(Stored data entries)

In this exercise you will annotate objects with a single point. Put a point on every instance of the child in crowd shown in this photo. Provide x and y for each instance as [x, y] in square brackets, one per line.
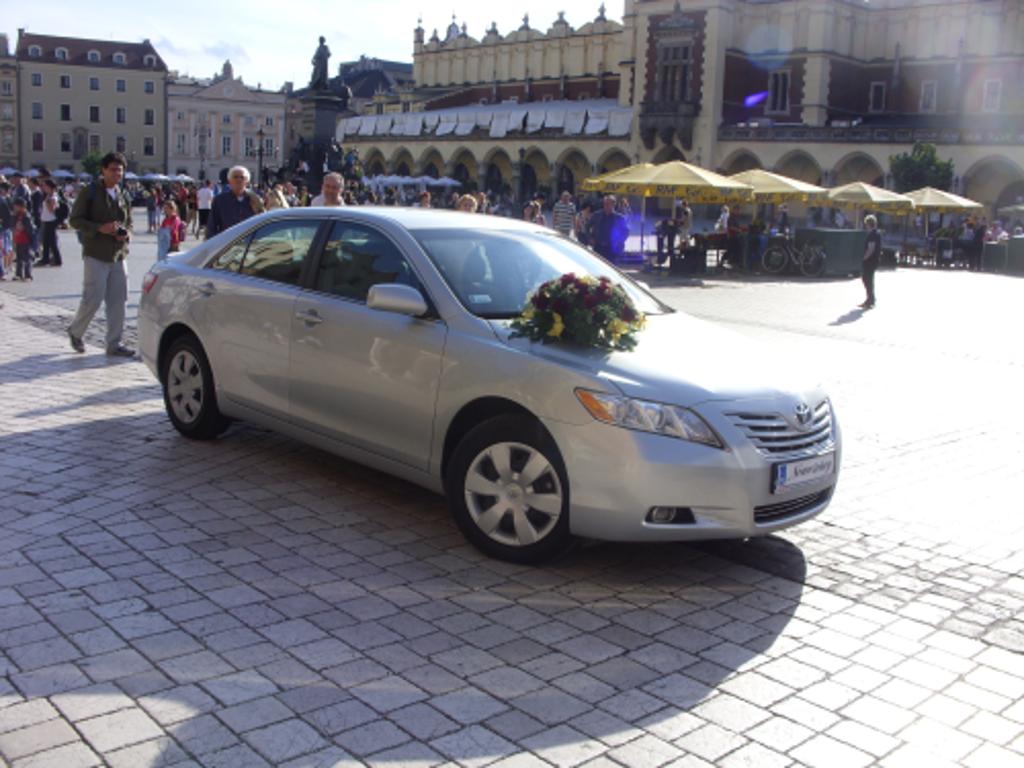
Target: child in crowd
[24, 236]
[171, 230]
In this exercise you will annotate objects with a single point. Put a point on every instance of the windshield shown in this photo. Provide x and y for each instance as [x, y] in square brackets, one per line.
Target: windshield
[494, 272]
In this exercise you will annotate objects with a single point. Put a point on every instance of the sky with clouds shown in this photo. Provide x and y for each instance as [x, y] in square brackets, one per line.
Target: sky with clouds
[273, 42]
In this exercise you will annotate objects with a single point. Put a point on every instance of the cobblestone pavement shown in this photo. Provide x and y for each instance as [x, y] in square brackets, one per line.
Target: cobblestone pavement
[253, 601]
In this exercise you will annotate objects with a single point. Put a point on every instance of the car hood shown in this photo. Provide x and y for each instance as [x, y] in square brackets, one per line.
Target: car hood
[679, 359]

==

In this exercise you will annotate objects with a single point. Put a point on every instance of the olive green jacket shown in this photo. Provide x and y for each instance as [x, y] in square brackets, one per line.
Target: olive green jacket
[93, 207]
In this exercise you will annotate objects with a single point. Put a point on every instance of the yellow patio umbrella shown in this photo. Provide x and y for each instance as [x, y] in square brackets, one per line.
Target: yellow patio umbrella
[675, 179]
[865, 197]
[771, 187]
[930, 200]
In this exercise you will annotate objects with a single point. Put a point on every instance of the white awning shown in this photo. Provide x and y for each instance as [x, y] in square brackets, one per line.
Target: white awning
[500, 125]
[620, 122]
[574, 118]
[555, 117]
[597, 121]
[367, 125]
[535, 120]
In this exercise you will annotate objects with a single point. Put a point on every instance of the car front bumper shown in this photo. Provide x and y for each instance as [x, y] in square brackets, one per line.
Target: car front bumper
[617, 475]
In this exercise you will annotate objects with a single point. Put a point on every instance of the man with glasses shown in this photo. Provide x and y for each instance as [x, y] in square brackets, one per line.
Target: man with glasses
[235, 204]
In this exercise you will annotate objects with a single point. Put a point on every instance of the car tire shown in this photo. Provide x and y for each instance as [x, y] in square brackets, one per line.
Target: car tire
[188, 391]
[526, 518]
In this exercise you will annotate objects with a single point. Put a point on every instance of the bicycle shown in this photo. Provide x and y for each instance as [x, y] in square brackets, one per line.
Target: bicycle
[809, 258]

Task item = Restate word for word only the lines above from the line containing "Target: man with glasses" to the line containing "the car tire", both of them included.

Exercise answer =
Target: man with glasses
[235, 204]
In this exercise you will annotate objects with a single point. Put a point on every instance of the car tire shown in this photo. Provide x and y for each instance as [x, y] in square brackets, one per line.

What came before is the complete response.